Pictures stay out; everything else in the records is to be copied exactly.
START Dataset entries
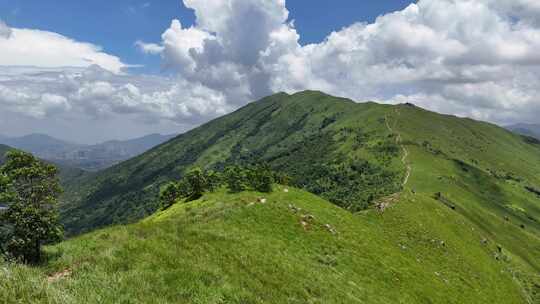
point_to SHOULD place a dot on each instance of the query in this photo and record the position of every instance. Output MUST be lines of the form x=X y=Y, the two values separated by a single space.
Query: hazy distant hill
x=41 y=145
x=526 y=129
x=88 y=157
x=405 y=206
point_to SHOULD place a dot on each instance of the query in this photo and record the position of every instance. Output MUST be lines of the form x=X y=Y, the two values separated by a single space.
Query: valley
x=387 y=204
END Dataset entries
Written solution:
point_to SHOULD place a dot on each instance of the query in this photo and record the position of every instance. Output MUST be lines of the form x=X y=Y, the two values separated by a single space.
Query: hazy distant hill
x=41 y=145
x=526 y=129
x=88 y=157
x=405 y=206
point_to SHOULD place a dot on each instance of the query in this photo and record the position of every instance. Output MUST be lines of the form x=X y=Y, the two values separated by a single space.
Query: valley
x=387 y=204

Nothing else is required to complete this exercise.